## [Items]
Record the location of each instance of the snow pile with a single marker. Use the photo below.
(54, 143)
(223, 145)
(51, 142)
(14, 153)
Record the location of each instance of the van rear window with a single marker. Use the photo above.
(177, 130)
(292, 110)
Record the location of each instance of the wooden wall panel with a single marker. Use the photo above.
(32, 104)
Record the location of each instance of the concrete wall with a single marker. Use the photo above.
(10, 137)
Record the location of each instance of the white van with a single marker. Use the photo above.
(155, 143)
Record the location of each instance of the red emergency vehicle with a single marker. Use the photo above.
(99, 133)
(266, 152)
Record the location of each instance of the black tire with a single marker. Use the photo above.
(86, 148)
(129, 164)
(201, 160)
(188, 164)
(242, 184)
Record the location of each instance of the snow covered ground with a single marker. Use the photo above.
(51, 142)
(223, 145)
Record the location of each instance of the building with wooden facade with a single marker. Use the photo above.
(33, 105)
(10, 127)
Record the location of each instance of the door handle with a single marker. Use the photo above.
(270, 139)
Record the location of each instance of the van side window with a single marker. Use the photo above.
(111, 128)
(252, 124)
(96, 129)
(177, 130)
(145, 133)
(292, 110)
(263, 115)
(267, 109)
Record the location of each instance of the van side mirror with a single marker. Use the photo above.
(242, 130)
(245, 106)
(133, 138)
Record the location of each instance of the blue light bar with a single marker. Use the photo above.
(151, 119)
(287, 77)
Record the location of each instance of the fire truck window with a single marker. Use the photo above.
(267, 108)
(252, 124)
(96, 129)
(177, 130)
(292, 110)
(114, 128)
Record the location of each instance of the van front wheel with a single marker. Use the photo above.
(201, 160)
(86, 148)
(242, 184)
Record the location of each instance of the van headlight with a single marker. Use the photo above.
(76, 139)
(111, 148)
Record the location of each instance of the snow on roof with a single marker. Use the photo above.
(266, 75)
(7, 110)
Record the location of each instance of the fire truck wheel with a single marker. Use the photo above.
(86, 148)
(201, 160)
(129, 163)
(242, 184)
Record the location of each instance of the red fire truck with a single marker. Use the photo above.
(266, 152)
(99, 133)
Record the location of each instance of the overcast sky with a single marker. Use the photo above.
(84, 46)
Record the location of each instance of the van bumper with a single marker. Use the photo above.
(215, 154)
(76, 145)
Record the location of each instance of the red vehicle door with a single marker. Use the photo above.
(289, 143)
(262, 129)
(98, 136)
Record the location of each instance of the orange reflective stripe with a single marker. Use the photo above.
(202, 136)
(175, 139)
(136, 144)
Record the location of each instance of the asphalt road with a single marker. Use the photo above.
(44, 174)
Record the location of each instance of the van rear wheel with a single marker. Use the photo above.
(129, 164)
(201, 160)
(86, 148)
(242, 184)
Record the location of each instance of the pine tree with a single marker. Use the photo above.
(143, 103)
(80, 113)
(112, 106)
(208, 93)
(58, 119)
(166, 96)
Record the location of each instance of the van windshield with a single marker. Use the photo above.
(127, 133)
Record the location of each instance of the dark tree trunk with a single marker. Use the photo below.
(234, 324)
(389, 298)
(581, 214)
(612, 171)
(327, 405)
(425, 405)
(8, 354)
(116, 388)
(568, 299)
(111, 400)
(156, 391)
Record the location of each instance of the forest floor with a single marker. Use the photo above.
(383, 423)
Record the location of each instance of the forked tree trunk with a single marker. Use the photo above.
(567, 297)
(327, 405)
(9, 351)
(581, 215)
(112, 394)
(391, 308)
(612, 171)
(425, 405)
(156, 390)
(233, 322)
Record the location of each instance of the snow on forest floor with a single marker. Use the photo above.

## [Work to do]
Turn every line of the listing above into a numbered list, skipping any blank lines.

## [Task answer]
1. Record the location of each instance of the snow pile with a single marker. Use the photo below.
2. (54, 143)
3. (223, 145)
4. (51, 142)
5. (14, 153)
6. Record the location of each instance of the van rear window with a single marker. Use the photo above.
7. (177, 130)
8. (292, 110)
9. Record the location of each instance of the wooden wall panel with a single marker. Use the photo above.
10. (32, 104)
11. Record the location of each instance of the concrete wall with a single marker. Use the photo above.
12. (10, 137)
13. Record the location of each instance of the white van with a single marker. Use the photo above.
14. (155, 143)
15. Record the location of each instance of the red emergency vehicle with a single marker. Use the photo above.
16. (99, 133)
17. (266, 152)
18. Record the location of each instance of the black tire with a single marker. Use the photo above.
19. (86, 148)
20. (129, 164)
21. (201, 160)
22. (188, 164)
23. (242, 184)
24. Record the location of each instance of the snow covered ground with a single marker. Use the photo above.
25. (51, 142)
26. (223, 145)
27. Record the location of each instance of the building with wooden facade with a single marker. Use the photo above.
28. (33, 105)
29. (10, 127)
30. Record the location of each instance of the door handle with a single marker. Use the photo above.
31. (270, 139)
32. Record the location of each instance of the van side window with a single marker. Use the photo above.
33. (111, 128)
34. (252, 124)
35. (96, 129)
36. (177, 130)
37. (145, 133)
38. (292, 110)
39. (263, 115)
40. (267, 109)
41. Record the location of each instance of the van side mirror with a single marker. Use the photo above.
42. (242, 130)
43. (245, 106)
44. (133, 138)
45. Record the location of each instance of the blue light bar with a single marker. Use the photo above.
46. (151, 119)
47. (287, 77)
48. Record the location of each instance of the fire truck window with a single marker. Use the photo above.
49. (267, 108)
50. (252, 124)
51. (96, 129)
52. (177, 130)
53. (292, 110)
54. (114, 128)
55. Record the location of each instance of the van front wheel with a single marker. Use the photo above.
56. (201, 160)
57. (86, 148)
58. (242, 184)
59. Record the location of each instance of the van headlight with a single marker. Use the photo above.
60. (76, 139)
61. (111, 148)
62. Record the location of each instance of the snow on roof with a single marker. Use the photo above.
63. (266, 75)
64. (7, 110)
65. Record the location of each instance of the fire truck wheel with a single marker. Use the photo above.
66. (86, 148)
67. (201, 160)
68. (129, 163)
69. (242, 184)
70. Record the location of each instance of the red fire truck with a single marker. Use the photo above.
71. (266, 152)
72. (99, 133)
73. Record the location of each instance of the overcast sky with a single marker. Use the photo above.
74. (84, 46)
75. Record the location of each instance of the van bumper with a single marker. Use the photo above.
76. (215, 154)
77. (76, 145)
78. Record the location of each instance of the red vehicle door with a single marker. Use the photo above.
79. (289, 143)
80. (262, 129)
81. (98, 136)
82. Record the location of each instance of the orange reflective stripe with a single marker. Use the photo above.
83. (202, 136)
84. (175, 139)
85. (136, 144)
86. Record the location of each instance of the asphalt road with a single marker. Use the photo above.
87. (44, 174)
88. Record the location of each instance of the van rear wheel with a single marker. Use the photo above.
89. (129, 164)
90. (201, 160)
91. (86, 148)
92. (242, 184)
93. Record the location of each instance of the pine tree with a single marker. Use the photo above.
94. (143, 103)
95. (80, 113)
96. (112, 106)
97. (208, 93)
98. (58, 119)
99. (166, 96)
100. Record the location of each instance of the van windshield with a single marker. Use the photo above.
101. (127, 133)
102. Record the location of each instance of the dark tree trunk with a single marker. Use the photo below.
103. (234, 324)
104. (389, 298)
105. (581, 214)
106. (612, 171)
107. (327, 405)
108. (425, 405)
109. (8, 354)
110. (116, 388)
111. (568, 299)
112. (111, 400)
113. (156, 391)
114. Record the location of each instance of the forest floor with a single marker. Use the photo above.
115. (383, 423)
116. Record the location of each instance of the forked tree trunk with a single marker. Use the photo above.
117. (567, 297)
118. (327, 405)
119. (9, 351)
120. (581, 215)
121. (112, 394)
122. (391, 308)
123. (612, 171)
124. (425, 405)
125. (156, 390)
126. (233, 322)
127. Record the location of each instance of the snow on forest floor with a single marker. Use the photo above.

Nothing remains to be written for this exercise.